Retype the lines of data below exactly, starting at the line that contains "of the curb" and ending after the line that contains "Target: curb".

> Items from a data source
::::

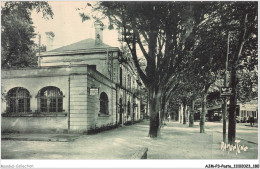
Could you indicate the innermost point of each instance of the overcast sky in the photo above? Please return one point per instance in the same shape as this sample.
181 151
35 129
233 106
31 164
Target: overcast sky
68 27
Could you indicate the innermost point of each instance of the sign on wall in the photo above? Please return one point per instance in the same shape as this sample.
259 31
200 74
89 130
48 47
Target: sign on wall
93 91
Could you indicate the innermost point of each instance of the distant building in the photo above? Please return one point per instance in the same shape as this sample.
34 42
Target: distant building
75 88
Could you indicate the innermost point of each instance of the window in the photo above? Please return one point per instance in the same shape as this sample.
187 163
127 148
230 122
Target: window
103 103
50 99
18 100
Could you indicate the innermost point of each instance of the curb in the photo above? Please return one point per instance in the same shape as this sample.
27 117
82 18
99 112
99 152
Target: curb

::::

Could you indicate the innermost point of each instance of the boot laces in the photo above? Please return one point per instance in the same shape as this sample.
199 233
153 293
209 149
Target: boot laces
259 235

::::

> Final result
Could you indicate the innermost point of each instance of the curb in the photo above? Please return one point per instance in the same shape as this sample.
27 117
82 18
99 112
99 152
Target: curb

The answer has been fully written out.